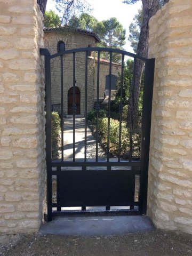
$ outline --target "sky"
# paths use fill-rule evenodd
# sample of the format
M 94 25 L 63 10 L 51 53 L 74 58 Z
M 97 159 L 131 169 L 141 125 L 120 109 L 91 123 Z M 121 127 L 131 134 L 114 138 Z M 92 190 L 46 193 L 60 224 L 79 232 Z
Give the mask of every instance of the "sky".
M 117 19 L 124 28 L 126 29 L 126 44 L 124 47 L 126 51 L 133 52 L 127 39 L 129 27 L 138 9 L 141 8 L 141 1 L 139 0 L 133 5 L 123 4 L 122 0 L 86 0 L 86 2 L 90 3 L 93 9 L 91 14 L 98 20 L 107 20 L 111 17 Z M 57 12 L 54 7 L 54 0 L 47 0 L 46 10 L 52 10 Z M 59 13 L 58 14 L 59 15 Z

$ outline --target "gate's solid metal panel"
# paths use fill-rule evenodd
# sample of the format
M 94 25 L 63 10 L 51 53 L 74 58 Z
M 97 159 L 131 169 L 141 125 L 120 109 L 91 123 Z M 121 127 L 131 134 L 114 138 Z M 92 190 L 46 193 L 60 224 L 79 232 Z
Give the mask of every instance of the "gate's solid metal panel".
M 132 171 L 63 171 L 57 175 L 59 206 L 133 205 Z
M 109 52 L 110 53 L 109 62 L 109 102 L 108 109 L 108 131 L 107 131 L 107 161 L 100 162 L 98 158 L 98 111 L 100 108 L 99 104 L 99 63 L 98 66 L 97 74 L 97 133 L 96 133 L 96 157 L 95 162 L 89 162 L 87 159 L 87 53 L 89 51 L 97 51 L 98 60 L 100 60 L 100 52 Z M 85 53 L 85 153 L 84 158 L 78 159 L 75 157 L 75 132 L 76 132 L 76 106 L 75 104 L 75 56 L 77 52 Z M 109 137 L 110 119 L 110 100 L 111 100 L 111 76 L 112 54 L 118 53 L 122 54 L 122 72 L 121 78 L 121 97 L 119 105 L 119 128 L 120 132 L 118 138 L 119 146 L 118 158 L 116 162 L 109 159 Z M 77 49 L 59 52 L 50 55 L 47 49 L 40 49 L 41 55 L 45 55 L 45 86 L 46 86 L 46 163 L 47 170 L 47 219 L 51 221 L 53 215 L 57 213 L 62 214 L 62 207 L 81 206 L 83 211 L 85 211 L 86 206 L 105 206 L 106 211 L 110 210 L 111 206 L 130 206 L 131 214 L 145 214 L 146 212 L 148 168 L 149 152 L 150 129 L 151 120 L 151 102 L 153 94 L 153 85 L 154 78 L 154 59 L 147 59 L 124 51 L 118 49 L 86 47 Z M 73 58 L 73 153 L 71 161 L 65 161 L 63 159 L 63 54 L 72 54 Z M 61 161 L 52 161 L 52 133 L 51 133 L 51 67 L 50 60 L 57 57 L 61 59 Z M 133 111 L 134 108 L 134 92 L 132 90 L 132 101 L 131 102 L 132 110 L 130 113 L 131 124 L 129 127 L 130 132 L 130 141 L 129 150 L 129 161 L 122 161 L 121 158 L 121 127 L 122 113 L 123 106 L 122 86 L 123 84 L 124 60 L 125 56 L 134 58 L 134 70 L 133 74 L 132 84 L 134 89 L 135 76 L 135 60 L 139 59 L 145 63 L 145 76 L 143 100 L 142 135 L 141 135 L 141 153 L 140 159 L 135 161 L 132 158 L 132 136 L 133 136 Z M 80 168 L 79 171 L 62 171 L 63 167 Z M 89 170 L 87 167 L 89 166 Z M 96 166 L 100 166 L 101 170 L 97 170 Z M 123 166 L 125 166 L 124 168 Z M 130 168 L 131 170 L 126 170 Z M 96 169 L 95 169 L 96 167 Z M 104 167 L 102 170 L 102 167 Z M 93 168 L 92 169 L 92 168 Z M 111 170 L 111 168 L 113 169 Z M 55 170 L 56 169 L 56 170 Z M 140 176 L 140 194 L 139 202 L 135 202 L 135 175 Z M 57 177 L 57 202 L 52 203 L 52 177 Z M 137 210 L 134 206 L 138 206 Z M 56 211 L 53 212 L 52 207 L 56 207 Z M 133 213 L 134 212 L 134 213 Z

++++++

> **GOAL OF THE EXERCISE**
Reproduce the part of the records that opens at their start and closes with the line containing "M 117 19 L 124", swapping "instance" for "occurrence" and changing nothing else. Leave the pictures out.

> **ANSWER TO THE PROBLEM**
$ outline --target "sky"
# paths use fill-rule evenodd
# sample of the format
M 94 25 L 63 10 L 51 53 L 74 58 Z
M 97 159 L 131 169 L 141 125 L 120 109 L 91 123 Z M 121 127 L 131 134 L 114 138 Z M 92 190 L 46 193 L 60 224 L 79 232 Z
Give the mask of every occurrence of the "sky".
M 117 19 L 124 28 L 126 29 L 126 44 L 124 47 L 126 51 L 133 52 L 127 39 L 129 27 L 138 9 L 141 8 L 141 1 L 139 0 L 133 5 L 123 4 L 122 0 L 86 0 L 86 2 L 90 3 L 93 9 L 91 14 L 98 20 L 107 20 L 111 17 Z M 57 12 L 54 7 L 54 0 L 47 0 L 46 10 L 52 10 Z M 59 13 L 58 14 L 59 15 Z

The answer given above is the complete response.